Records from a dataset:
↓

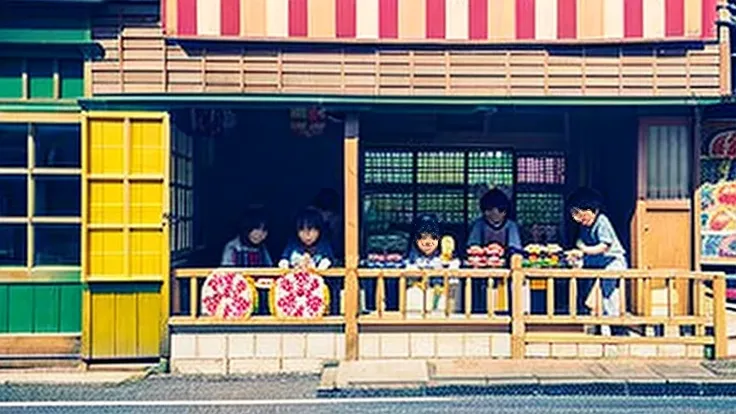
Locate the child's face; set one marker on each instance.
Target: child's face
(495, 216)
(257, 236)
(584, 217)
(308, 236)
(427, 244)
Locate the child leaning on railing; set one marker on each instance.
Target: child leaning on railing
(601, 248)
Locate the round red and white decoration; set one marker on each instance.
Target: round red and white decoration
(228, 295)
(299, 295)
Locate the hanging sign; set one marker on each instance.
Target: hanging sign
(308, 122)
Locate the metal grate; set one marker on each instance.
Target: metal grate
(388, 167)
(543, 169)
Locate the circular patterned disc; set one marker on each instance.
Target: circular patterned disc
(301, 295)
(228, 295)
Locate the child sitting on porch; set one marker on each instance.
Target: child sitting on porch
(601, 248)
(309, 240)
(494, 226)
(248, 249)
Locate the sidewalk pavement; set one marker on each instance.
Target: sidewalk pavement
(528, 377)
(67, 377)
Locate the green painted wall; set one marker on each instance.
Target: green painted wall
(41, 307)
(27, 24)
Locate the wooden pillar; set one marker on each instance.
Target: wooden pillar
(352, 253)
(724, 51)
(518, 327)
(720, 332)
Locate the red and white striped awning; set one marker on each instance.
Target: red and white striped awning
(431, 20)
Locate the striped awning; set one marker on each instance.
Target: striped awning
(433, 20)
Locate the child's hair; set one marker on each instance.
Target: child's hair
(495, 198)
(585, 198)
(426, 224)
(309, 218)
(327, 199)
(254, 217)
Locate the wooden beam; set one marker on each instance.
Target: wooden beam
(352, 252)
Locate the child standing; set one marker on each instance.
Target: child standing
(309, 240)
(494, 226)
(600, 245)
(248, 249)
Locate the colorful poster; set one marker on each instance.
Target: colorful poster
(718, 192)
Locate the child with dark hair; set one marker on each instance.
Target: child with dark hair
(327, 202)
(495, 225)
(248, 249)
(600, 245)
(309, 240)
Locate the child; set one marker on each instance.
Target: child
(494, 227)
(600, 246)
(309, 240)
(425, 252)
(248, 249)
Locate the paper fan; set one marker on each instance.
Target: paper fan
(299, 295)
(228, 295)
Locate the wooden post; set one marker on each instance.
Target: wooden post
(352, 253)
(518, 346)
(719, 316)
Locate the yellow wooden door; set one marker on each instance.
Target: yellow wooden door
(125, 240)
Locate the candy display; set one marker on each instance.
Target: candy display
(228, 295)
(489, 256)
(544, 256)
(300, 294)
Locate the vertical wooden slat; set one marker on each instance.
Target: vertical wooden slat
(518, 327)
(468, 297)
(490, 296)
(352, 253)
(572, 300)
(193, 297)
(720, 332)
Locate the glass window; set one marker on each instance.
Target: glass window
(40, 78)
(13, 195)
(12, 244)
(58, 146)
(58, 195)
(14, 145)
(56, 245)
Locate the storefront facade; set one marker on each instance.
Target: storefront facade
(657, 67)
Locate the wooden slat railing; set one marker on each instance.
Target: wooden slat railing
(707, 296)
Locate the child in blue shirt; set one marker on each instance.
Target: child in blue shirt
(600, 245)
(309, 239)
(248, 249)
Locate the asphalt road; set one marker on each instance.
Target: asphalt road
(294, 394)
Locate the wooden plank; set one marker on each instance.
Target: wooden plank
(39, 345)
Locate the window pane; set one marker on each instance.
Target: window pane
(58, 195)
(14, 145)
(58, 146)
(40, 78)
(56, 245)
(13, 195)
(12, 244)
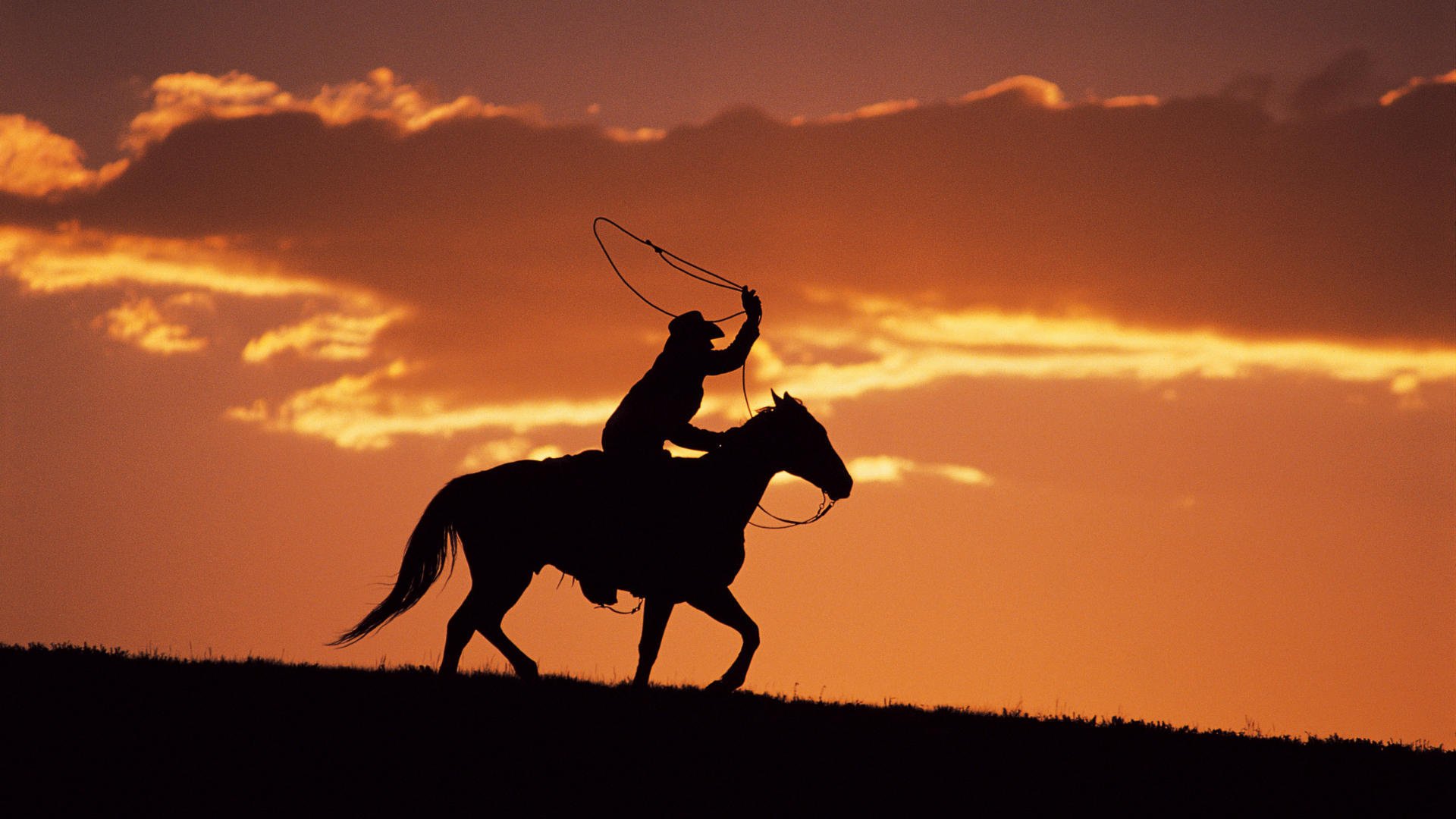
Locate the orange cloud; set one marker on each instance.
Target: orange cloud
(369, 411)
(1417, 82)
(894, 346)
(1034, 91)
(893, 469)
(36, 162)
(140, 322)
(194, 273)
(184, 98)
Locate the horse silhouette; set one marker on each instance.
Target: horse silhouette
(670, 532)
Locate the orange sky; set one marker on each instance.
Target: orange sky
(1149, 397)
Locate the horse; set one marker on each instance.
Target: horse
(669, 532)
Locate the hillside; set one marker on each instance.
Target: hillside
(89, 729)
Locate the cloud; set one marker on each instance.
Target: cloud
(1391, 96)
(184, 98)
(1335, 83)
(433, 260)
(884, 346)
(1190, 212)
(370, 410)
(140, 322)
(893, 469)
(191, 275)
(34, 162)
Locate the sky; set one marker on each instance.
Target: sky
(1133, 321)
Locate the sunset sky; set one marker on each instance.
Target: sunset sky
(1136, 324)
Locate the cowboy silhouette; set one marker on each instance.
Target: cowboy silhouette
(661, 404)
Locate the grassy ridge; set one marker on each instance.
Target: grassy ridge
(89, 729)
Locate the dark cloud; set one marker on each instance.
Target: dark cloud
(1337, 83)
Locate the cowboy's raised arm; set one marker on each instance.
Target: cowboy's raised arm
(731, 357)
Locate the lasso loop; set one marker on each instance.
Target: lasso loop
(672, 260)
(708, 278)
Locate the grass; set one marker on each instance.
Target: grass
(93, 729)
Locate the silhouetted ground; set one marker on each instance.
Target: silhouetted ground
(89, 730)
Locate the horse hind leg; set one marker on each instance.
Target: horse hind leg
(494, 599)
(482, 611)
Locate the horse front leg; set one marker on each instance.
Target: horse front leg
(721, 605)
(654, 623)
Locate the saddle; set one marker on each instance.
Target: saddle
(628, 496)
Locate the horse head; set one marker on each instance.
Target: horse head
(802, 447)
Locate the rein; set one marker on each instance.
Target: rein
(708, 278)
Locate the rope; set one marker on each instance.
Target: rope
(670, 259)
(667, 259)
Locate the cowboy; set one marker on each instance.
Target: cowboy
(661, 404)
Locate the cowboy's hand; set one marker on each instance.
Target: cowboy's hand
(752, 305)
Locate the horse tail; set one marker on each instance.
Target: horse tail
(424, 560)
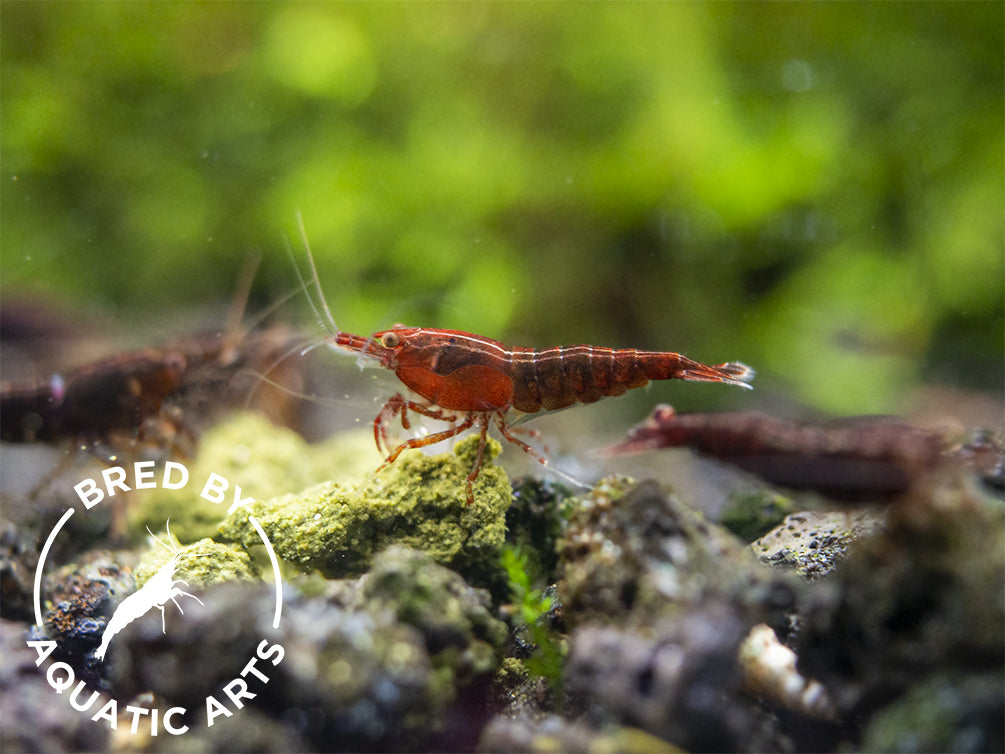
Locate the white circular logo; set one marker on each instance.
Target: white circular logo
(158, 592)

↑

Edit the records above by changing every "set one marker" to "place one point" and keeping everything else the same. Leave the pictures out of your answer.

Locate the child's face; place one point on each instance.
Target: child's face
(495, 216)
(257, 236)
(584, 217)
(308, 236)
(427, 244)
Locate the child leaning on railing; place one point on each instance.
Target: child leaning on railing
(601, 248)
Locate the round red and white decoration; place one point on each instance.
Target: round red and white decoration
(228, 295)
(299, 295)
Locate the hanging sign; place one point on each instance.
Target: hanging sign
(308, 122)
Locate the metal grate; place one point on each instance.
Target: metal grate
(388, 167)
(543, 169)
Locate the circular patterned disc; place one point on each instance.
Target: circular patterned disc
(301, 295)
(228, 295)
Locate the child sitting on porch; place one point on each instance.
Target: child sitting on porch
(601, 248)
(309, 240)
(494, 226)
(248, 249)
Locate the sidewalk pavement; place one point on each instance.
Target: sidewalk pavement
(528, 377)
(67, 377)
Locate the green painted wall; place one point on each instance.
Target: green painted wall
(41, 307)
(27, 24)
Locate the wooden pillar; place one point on each instance.
Target: wooden pillar
(352, 253)
(724, 51)
(518, 327)
(720, 332)
Locate the red and white striped awning; place one point on each instance.
Target: red and white striped awning
(431, 20)
Locate the striped awning; place one point on each instance.
Target: striped awning
(433, 20)
Locate the child's hair; place one point on each instance.
Target: child's hair
(495, 198)
(585, 198)
(426, 224)
(309, 218)
(327, 199)
(254, 217)
Locate the wooden beam; place one point on each instance.
Target: wooden beam
(352, 252)
Locate the child standing; place one point on each instance.
Target: child standing
(309, 240)
(494, 226)
(600, 245)
(248, 249)
Locate the colorful poster; place one point on each instance.
Target: colorful poster
(718, 192)
Locate the child with dark hair; place one point on each instance.
Target: child with dark hair
(327, 202)
(495, 225)
(248, 249)
(600, 245)
(309, 240)
Locate the child; place one point on each instance.
Target: child
(494, 227)
(600, 246)
(309, 240)
(425, 252)
(248, 249)
Locate the paper fan; place one point on each instance.
Target: paper fan
(299, 295)
(228, 295)
Locate the wooden post; place one point on each instance.
Target: wooden post
(352, 253)
(518, 346)
(719, 316)
Locate the yellow wooden door; place one point on each instance.
Target: yellow wooden door
(125, 240)
Locate the candy display; place one point on each instance.
Target: candy display
(228, 295)
(489, 256)
(544, 256)
(300, 294)
Locate the vertical wooden slat; place one point on each instance.
Target: vertical wooden slat
(518, 327)
(468, 297)
(490, 296)
(352, 253)
(572, 300)
(193, 297)
(720, 332)
Locate the glass window; place one point on each instance.
Target: glass window
(40, 78)
(13, 195)
(12, 244)
(58, 146)
(58, 195)
(14, 145)
(56, 245)
Locate the storefront facade; place one point on each instance.
Target: storefront facade
(657, 67)
Locate the wooden slat railing; place one point on each instance.
Target: wooden slat railing
(707, 296)
Locate the child in blue shirt; place one point on each instance.
Target: child in blue shirt
(600, 245)
(309, 239)
(248, 249)
Locate the asphalt road; place one point on each instance.
Target: asphalt road
(294, 394)
Locate the wooden plank; place one point on each instance.
Target: wooden plank
(39, 345)
Locate the window pane; place one point on each instance.
Target: window pane
(58, 195)
(14, 145)
(58, 146)
(40, 78)
(56, 245)
(13, 195)
(12, 244)
Locate the orange cloud; place one point on each instance.
Target: orange cloud
(369, 411)
(1417, 82)
(894, 346)
(1034, 91)
(893, 469)
(36, 162)
(140, 322)
(194, 273)
(184, 98)
Locate the horse silhouette; place one point on each instance.
Target: horse silhouette
(670, 532)
Locate the orange sky; place one point on each instance.
Target: orange sky
(1149, 397)
Locate the horse; place one point on each instance.
Target: horse
(669, 532)
Locate the hillside; place one point on each instance.
Target: hillside
(89, 729)
Locate the cloud; place one point on each instance.
Target: cloud
(1391, 96)
(184, 98)
(1335, 83)
(433, 260)
(884, 346)
(1190, 212)
(370, 410)
(140, 322)
(893, 469)
(191, 275)
(34, 162)
Locate the sky; place one point on each instance.
Target: sky
(1133, 321)
Locate the sunset sky; place one point on each instance.
Target: sunset sky
(1136, 324)
Locate the cowboy silhouette; place one point on each instance.
Target: cowboy silhouette
(661, 404)
Locate the grassy ridge; place one point on each instance.
Target: grassy ridge
(89, 729)
Locate the dark cloud; place one point on each instance.
Target: dark cloud
(1337, 83)
Locate the cowboy's raised arm; place one point on each instance.
Target: cowboy's raised arm
(731, 357)
Locate the lasso loop; place one point on each instance.
Target: lasso loop
(672, 260)
(708, 278)
Locate the grass; place one point on each instance.
Target: grass
(93, 729)
Locate the silhouetted ground; place one point on each instance.
Target: silhouetted ground
(89, 730)
Locate the horse hind leg; place one point on each instance.
Target: horse hind leg
(494, 599)
(482, 611)
Locate the horse front leg; place one point on each instance.
Target: horse front leg
(721, 605)
(654, 623)
Locate the saddle; place one point on each instance.
Target: saddle
(628, 496)
Locate the horse head; place one point on each instance.
Target: horse head
(802, 447)
Locate the rein; place one point on each instance.
Target: rein
(708, 278)
Locate the rope; place one point on each instance.
Target: rope
(670, 259)
(667, 259)
Locate the cowboy; place one point on each instance.
Target: cowboy
(661, 404)
Locate the cowboy's hand; place one point on each instance.
Target: cowboy's hand
(752, 305)
Locate the horse tail; place one point on each instance.
Target: horse tail
(424, 560)
Locate the white circular logo; place one point on each instance.
Target: white circular logo
(158, 592)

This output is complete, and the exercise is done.